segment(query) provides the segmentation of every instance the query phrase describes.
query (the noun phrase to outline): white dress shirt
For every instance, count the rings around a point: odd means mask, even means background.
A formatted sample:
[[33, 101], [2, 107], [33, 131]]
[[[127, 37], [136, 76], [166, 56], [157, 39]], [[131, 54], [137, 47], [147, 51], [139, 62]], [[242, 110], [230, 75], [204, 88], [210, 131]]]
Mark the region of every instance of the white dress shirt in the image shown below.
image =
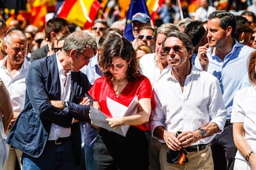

▸ Instruction
Reproduce every line of the data above verbatim, leaving the picture out of the output.

▸ Exercise result
segment(query) provides the segmentation of every instance the query phrase describes.
query (the noun phrase to outline): white dress shirt
For every instance, count the rings around a point: odd means mask, even means background.
A formatted sample:
[[33, 101], [2, 107], [33, 131]]
[[[127, 37], [136, 76], [166, 56], [157, 39]], [[131, 54], [137, 47], [147, 51], [139, 62]], [[242, 110], [230, 75], [204, 88], [210, 131]]]
Mark the region of every instance of the white dress shirt in the image shown below.
image =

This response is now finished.